Show every line in the rows below that contains the word "denim", copying each one in full. Case counts.

**SUPPLIED DATA**.
──────────────────────────────
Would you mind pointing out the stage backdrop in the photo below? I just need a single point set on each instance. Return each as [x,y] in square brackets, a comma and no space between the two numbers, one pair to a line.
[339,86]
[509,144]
──────────────────────────────
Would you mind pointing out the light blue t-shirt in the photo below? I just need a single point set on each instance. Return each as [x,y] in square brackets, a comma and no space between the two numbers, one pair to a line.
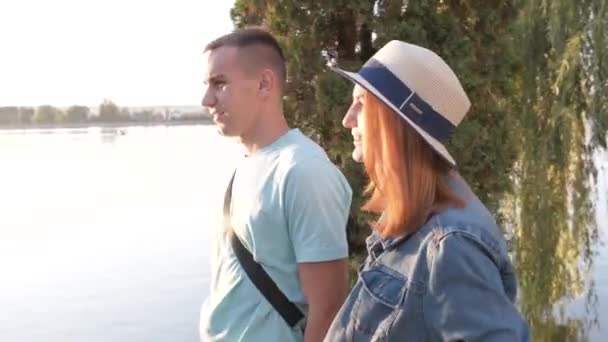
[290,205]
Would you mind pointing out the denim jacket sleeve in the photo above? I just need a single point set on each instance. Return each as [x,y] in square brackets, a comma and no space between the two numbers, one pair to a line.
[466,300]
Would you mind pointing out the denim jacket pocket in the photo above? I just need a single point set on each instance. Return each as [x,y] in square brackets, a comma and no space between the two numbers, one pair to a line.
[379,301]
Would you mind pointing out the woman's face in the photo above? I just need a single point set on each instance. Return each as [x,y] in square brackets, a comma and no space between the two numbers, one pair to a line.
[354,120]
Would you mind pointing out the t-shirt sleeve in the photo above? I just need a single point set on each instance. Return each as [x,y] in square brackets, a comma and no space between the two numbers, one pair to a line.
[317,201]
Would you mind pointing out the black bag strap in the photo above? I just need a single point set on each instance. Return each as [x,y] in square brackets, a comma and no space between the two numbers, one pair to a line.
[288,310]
──────────────────────────────
**RESULT FOR THIS TASK**.
Would you mind pointing out the denim jacket sleeve in the photo above? I just need a single point set on each instance. Return each as [x,y] in square brackets, a comma and no space between the two numbers, one pair to a line.
Would you mind pointing out the denim jacket pocket in the photo above? I just need a single point set on each instance. Return each as [x,y] in square brackets, a comma and no space between the two numbers, one pair to a line.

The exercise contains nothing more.